Using the entries below, quote exactly the span of lines that begins with the line containing "Target: railway track" and ends with the final line.

**Supplied material:**
• • • • •

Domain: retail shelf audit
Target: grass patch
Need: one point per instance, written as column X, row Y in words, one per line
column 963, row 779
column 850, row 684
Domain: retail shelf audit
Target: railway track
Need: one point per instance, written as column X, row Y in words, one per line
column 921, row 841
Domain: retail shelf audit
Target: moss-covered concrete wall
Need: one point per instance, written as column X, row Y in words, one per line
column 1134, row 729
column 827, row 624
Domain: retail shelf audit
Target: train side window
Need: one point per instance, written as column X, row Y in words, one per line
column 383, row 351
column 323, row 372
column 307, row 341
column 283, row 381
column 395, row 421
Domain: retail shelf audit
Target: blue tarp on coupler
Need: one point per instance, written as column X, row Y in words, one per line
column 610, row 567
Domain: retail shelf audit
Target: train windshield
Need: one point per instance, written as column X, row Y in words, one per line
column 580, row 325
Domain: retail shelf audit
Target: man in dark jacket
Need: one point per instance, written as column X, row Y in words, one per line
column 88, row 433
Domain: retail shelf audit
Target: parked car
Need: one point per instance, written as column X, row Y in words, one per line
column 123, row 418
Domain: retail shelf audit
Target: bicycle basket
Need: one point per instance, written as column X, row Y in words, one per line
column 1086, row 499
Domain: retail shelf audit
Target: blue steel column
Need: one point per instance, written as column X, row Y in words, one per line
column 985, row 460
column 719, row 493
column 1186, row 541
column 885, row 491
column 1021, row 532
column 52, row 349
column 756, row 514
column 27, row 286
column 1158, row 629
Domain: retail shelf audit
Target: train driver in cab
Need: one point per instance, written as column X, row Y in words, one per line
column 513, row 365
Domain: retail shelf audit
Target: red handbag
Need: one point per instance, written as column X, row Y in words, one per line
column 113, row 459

• • • • •

**Result:**
Target: railway track
Need: one point per instance, written as column X, row Y in words, one per line
column 921, row 841
Domain: retail shelf audit
Target: moss-covered concrete wall
Need: one point per instance, written as column X, row Y in words, one per line
column 1134, row 729
column 827, row 624
Domain: retail shelf audit
Target: train side window
Need: one point per instance, written as column X, row Y in words, one per line
column 383, row 351
column 323, row 372
column 307, row 341
column 283, row 381
column 395, row 421
Domain: retail shelf audit
Target: blue tarp on coupler
Need: one point per instance, written as column X, row Y in words, one per line
column 610, row 567
Domain: retail shelf audit
Target: train windshield
Need: one point per instance, written as column X, row Y in words, one per line
column 580, row 325
Domain: retail shelf audit
Target: man in dark jacket
Need: one point per instance, written as column X, row Y in words, one per line
column 88, row 433
Domain: retail shelf audit
Target: parked car
Need: one point per instance, written as column X, row Y in words, one per line
column 123, row 418
Domain: retail shelf audit
Target: bicycle basket
Need: one point per instance, written as column X, row Y in words, one per line
column 1086, row 499
Domain: retail shelf audit
Target: blue steel column
Need: one point per instance, written as column X, row Y in words, one per line
column 985, row 460
column 719, row 493
column 1186, row 541
column 885, row 491
column 1021, row 532
column 52, row 349
column 756, row 514
column 27, row 286
column 1158, row 629
Domain: retail shelf audit
Target: train driver in cab
Need: one point per instance, written as column X, row Y in words, one per line
column 513, row 365
Domain: retail shelf audit
Target: red handbag
Need: one point per instance, written as column X, row Y in words, one per line
column 113, row 459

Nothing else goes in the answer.